**EXERCISE PROMPT:** Write out all the data again, exactly as it stands.

**Phrase grounding data:**
---

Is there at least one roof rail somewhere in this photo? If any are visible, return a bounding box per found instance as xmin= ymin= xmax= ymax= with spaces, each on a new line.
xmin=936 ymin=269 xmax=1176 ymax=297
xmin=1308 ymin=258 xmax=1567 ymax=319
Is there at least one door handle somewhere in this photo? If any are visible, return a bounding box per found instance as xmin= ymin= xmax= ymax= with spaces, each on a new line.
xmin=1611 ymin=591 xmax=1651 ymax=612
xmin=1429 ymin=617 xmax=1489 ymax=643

---

**RESPONSE:**
Is there at least one roof rail somewhere in this photo? If any are visible, return a bounding box per found instance as xmin= ymin= xmax= ymax= with spaces, each on a new line.
xmin=936 ymin=269 xmax=1176 ymax=297
xmin=1308 ymin=258 xmax=1567 ymax=319
Is there at least one door handle somewhere in this photo? If any are visible, return a bounding box per found instance as xmin= ymin= xmax= ymax= with spaces, each on a new line.
xmin=1611 ymin=591 xmax=1651 ymax=612
xmin=1429 ymin=617 xmax=1489 ymax=643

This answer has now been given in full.